■ Text extract:
((

Anywho, thanks for the help. I'll get the supplies over the next week or so, and start building it. I'll show you some pictures too!
 
Omar, I just sent you a PM, but since you're getting good grades and that you just have a "hunch," then maybe there's not much of a problem? I had a tech teacher with a kind of funny attitude like that, too, when I was in high school, but the truth is, he was one of my best teachers and is still a good friend to this day. If you're getting good grades and he hasn't said anything offensive beyond being mildly sarcastic (which seems to be the norm for tech teachers), chances are he really respects and appreciates having you as one of the better students in the class, but for a variety of reasons pertaining to the profession he's restrained in so far as the means availalble to him to express this.
 
I don't know how it works over there?, but in the UK it's fairly common for Electronics (when it's taught in school at all) to be taught by a teacher with no electronics knowledge at all. They simply send any teacher they have on a one or two day course to learn how to teach it, and that's it! - so they usually know nothing at all about the subject.

))

■ Problem A:
Please write out the forum thread between "I don't know" and "about the subject.", inclusive.

■ Material for the task:
((

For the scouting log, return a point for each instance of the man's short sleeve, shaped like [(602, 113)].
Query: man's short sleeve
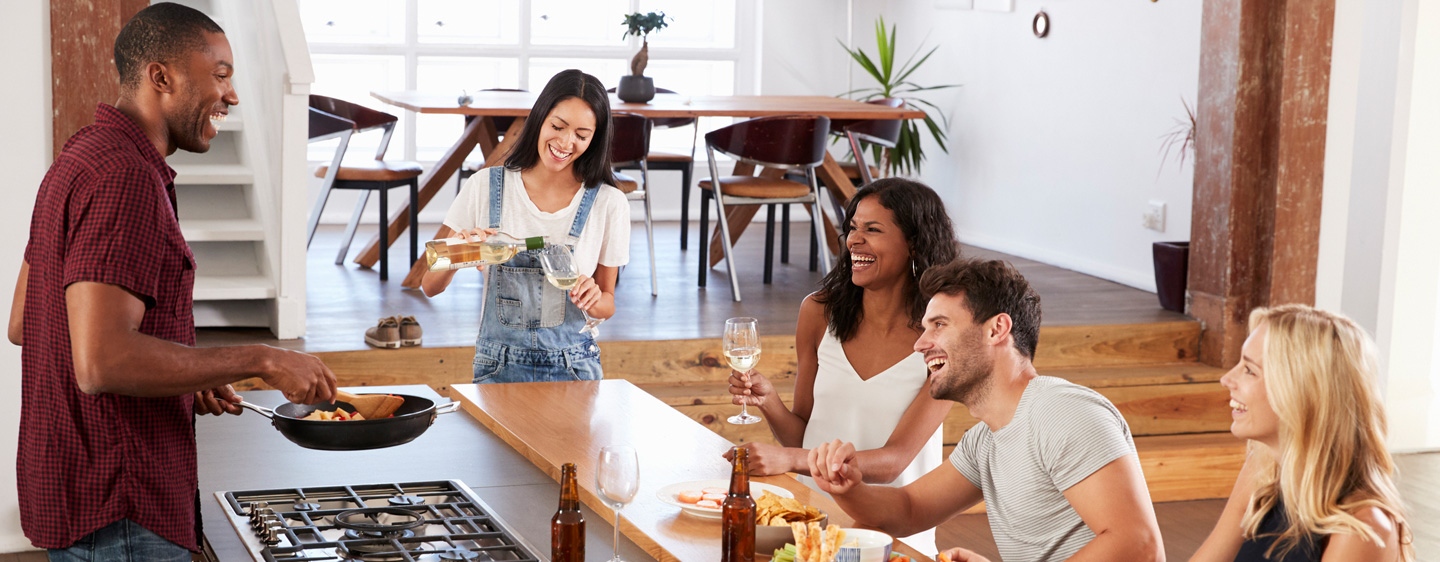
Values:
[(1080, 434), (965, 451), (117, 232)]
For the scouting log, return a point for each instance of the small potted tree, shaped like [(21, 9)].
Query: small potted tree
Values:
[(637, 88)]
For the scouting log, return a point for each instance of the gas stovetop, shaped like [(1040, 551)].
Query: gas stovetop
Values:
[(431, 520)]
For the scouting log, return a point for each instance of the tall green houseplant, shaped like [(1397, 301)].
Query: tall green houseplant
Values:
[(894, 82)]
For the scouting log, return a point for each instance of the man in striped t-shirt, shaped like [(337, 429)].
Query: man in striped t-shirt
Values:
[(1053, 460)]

))
((

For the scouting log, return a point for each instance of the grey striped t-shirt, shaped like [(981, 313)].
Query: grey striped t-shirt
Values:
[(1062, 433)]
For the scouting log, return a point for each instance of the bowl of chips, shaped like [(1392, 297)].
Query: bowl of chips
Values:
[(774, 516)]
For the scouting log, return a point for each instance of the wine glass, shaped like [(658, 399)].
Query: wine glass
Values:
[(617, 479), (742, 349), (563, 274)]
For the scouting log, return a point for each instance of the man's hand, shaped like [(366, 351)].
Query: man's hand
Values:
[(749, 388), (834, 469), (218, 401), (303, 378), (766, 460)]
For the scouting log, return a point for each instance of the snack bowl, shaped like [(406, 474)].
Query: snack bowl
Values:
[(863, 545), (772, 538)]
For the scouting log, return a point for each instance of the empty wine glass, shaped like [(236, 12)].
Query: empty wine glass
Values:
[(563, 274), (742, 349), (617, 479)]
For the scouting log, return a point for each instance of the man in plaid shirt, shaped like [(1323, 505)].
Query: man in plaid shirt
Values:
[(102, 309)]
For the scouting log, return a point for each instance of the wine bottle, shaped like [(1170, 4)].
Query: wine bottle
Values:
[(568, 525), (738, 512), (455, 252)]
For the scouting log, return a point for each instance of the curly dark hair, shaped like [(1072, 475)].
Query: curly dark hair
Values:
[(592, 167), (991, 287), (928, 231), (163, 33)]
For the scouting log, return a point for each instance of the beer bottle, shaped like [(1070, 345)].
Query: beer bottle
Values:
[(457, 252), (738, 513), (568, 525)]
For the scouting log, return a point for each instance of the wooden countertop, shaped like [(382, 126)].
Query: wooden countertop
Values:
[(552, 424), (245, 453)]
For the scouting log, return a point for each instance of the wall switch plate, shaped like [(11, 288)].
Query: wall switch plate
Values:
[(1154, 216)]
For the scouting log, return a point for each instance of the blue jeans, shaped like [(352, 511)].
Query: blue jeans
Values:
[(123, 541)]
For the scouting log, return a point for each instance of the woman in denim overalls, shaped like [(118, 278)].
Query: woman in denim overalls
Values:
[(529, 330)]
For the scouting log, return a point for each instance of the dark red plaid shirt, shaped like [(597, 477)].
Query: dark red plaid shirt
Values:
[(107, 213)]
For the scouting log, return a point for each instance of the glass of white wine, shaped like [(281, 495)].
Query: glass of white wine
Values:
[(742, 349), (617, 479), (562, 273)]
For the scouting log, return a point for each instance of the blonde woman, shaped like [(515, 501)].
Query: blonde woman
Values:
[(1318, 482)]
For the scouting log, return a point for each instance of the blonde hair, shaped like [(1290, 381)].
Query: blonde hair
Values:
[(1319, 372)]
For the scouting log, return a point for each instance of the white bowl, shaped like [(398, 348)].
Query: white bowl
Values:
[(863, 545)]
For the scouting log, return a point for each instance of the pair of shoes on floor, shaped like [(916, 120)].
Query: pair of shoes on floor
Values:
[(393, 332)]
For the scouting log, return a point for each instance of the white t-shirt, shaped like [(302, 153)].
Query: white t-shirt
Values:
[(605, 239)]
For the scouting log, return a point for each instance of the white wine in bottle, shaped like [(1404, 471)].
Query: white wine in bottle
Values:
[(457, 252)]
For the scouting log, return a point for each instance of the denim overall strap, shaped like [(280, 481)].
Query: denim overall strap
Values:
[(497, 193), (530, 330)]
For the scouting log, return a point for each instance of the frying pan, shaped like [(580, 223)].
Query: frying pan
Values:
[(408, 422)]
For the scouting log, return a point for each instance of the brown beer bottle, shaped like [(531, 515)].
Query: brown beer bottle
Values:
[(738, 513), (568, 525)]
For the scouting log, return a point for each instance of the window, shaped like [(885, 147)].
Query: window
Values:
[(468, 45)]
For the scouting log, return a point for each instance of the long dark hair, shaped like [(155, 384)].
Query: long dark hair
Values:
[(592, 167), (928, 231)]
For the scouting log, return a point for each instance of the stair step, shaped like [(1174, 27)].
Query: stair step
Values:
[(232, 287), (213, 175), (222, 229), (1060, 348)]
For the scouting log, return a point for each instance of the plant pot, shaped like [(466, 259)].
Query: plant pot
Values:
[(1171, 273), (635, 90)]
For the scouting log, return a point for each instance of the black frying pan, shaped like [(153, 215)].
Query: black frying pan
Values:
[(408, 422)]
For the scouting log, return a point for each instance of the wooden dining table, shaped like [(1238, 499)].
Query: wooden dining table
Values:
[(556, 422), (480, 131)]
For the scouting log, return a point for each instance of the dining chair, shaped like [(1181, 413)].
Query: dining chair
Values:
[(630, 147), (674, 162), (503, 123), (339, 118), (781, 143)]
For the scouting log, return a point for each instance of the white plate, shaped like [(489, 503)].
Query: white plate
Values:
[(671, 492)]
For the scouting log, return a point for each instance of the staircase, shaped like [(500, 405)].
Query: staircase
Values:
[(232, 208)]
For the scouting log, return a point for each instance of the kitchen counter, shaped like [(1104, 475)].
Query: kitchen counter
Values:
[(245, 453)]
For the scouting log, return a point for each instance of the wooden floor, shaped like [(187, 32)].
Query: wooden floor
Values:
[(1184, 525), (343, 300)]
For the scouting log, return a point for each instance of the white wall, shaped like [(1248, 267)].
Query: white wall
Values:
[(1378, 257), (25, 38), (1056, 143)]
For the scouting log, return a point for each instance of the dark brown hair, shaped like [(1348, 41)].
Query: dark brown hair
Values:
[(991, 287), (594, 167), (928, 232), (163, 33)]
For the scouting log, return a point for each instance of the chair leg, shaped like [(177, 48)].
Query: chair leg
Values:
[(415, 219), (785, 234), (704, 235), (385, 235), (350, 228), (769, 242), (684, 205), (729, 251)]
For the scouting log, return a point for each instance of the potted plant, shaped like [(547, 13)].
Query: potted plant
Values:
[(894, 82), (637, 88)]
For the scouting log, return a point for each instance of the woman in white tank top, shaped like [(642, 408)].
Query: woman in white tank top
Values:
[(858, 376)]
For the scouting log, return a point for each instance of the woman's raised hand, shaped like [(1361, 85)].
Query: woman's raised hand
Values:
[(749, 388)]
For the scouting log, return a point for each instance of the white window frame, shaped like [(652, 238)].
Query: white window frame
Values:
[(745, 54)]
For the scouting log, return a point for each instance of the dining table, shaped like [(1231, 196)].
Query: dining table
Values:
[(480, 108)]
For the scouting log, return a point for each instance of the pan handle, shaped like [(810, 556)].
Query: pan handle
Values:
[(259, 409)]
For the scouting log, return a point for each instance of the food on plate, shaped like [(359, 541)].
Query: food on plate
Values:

))
((

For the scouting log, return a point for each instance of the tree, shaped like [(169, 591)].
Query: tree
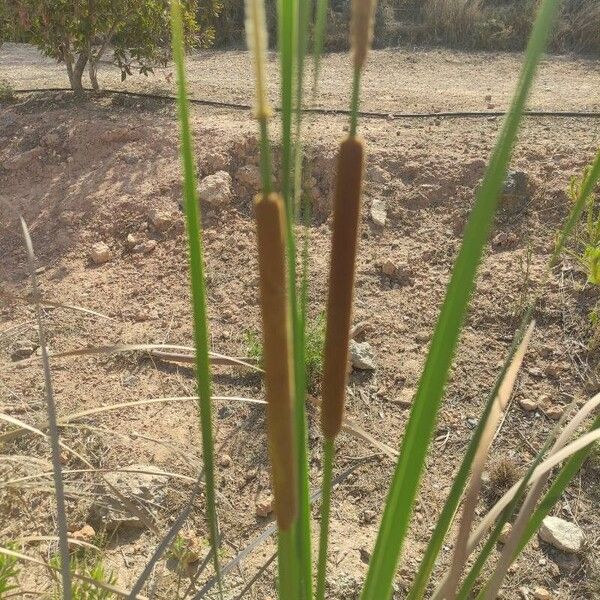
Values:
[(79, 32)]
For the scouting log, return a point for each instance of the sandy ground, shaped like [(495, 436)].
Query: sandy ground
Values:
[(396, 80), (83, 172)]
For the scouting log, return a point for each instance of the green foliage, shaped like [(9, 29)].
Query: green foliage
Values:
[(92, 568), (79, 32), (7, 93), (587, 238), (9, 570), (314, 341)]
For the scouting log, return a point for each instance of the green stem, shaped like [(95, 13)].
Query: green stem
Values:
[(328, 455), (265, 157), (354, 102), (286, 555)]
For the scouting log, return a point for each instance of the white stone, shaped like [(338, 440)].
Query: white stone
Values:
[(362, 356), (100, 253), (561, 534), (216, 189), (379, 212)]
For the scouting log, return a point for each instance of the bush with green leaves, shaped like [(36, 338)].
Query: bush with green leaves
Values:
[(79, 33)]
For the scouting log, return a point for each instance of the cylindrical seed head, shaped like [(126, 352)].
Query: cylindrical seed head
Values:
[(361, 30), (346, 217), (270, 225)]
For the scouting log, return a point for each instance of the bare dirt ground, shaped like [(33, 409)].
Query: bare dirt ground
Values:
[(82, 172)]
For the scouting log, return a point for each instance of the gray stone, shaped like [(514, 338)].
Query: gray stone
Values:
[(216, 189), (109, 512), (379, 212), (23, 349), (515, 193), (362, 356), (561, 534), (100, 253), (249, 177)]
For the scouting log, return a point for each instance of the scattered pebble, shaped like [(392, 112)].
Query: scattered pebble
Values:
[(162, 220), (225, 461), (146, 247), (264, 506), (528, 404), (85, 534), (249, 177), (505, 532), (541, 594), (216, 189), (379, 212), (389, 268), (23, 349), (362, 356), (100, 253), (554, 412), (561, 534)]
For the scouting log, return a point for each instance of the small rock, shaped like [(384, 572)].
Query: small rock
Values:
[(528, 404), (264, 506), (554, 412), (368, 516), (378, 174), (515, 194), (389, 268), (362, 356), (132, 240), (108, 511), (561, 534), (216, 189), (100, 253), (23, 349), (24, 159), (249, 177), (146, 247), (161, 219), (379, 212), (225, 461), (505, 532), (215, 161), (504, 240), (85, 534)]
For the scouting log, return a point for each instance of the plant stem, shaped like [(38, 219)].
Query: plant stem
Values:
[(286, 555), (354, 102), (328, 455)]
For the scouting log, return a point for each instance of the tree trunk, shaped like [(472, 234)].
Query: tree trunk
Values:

))

■ Problem B:
Multiply every point coordinate in the answers by 1.3, rounding to whole numbers with halves going up. Do this for the rows between the lines holding "like [(602, 113)]." and "[(1053, 460)]", inclusive, and return only those lines with the requests included, the sample coordinates in the requests unchanged and the pictures left out.

■ Task answer A:
I don't know how it works over there?, but in the UK it's fairly common for Electronics (when it's taught in school at all) to be taught by a teacher with no electronics knowledge at all. They simply send any teacher they have on a one or two day course to learn how to teach it, and that's it! - so they usually know nothing at all about the subject.

■ Task answer B:
For the scouting log, return a point for each instance of the man's short sleeve, shaped like [(602, 113)].
Query: man's short sleeve
Values:
[(1404, 564), (1255, 586), (152, 302)]
For the scouting log, return a point for each instance of the small potted tree, shaped like [(21, 9)].
Query: small potted tree
Values:
[(828, 114)]
For the scouting log, return a point for each instance of the gas stovetop, shaped like [(1040, 551)].
Query: gas stovetop
Values:
[(560, 676)]
For the scouting log, return a point for each instance of the tall green houseplant, shaped like [(1397, 301)].
Query: tall green houseplant
Values:
[(1162, 107)]
For the scouting log, return a point for each instance of the man in striped t-shirt, shaped like [(337, 429)].
Query: man in striped t-shirt
Values:
[(1369, 598)]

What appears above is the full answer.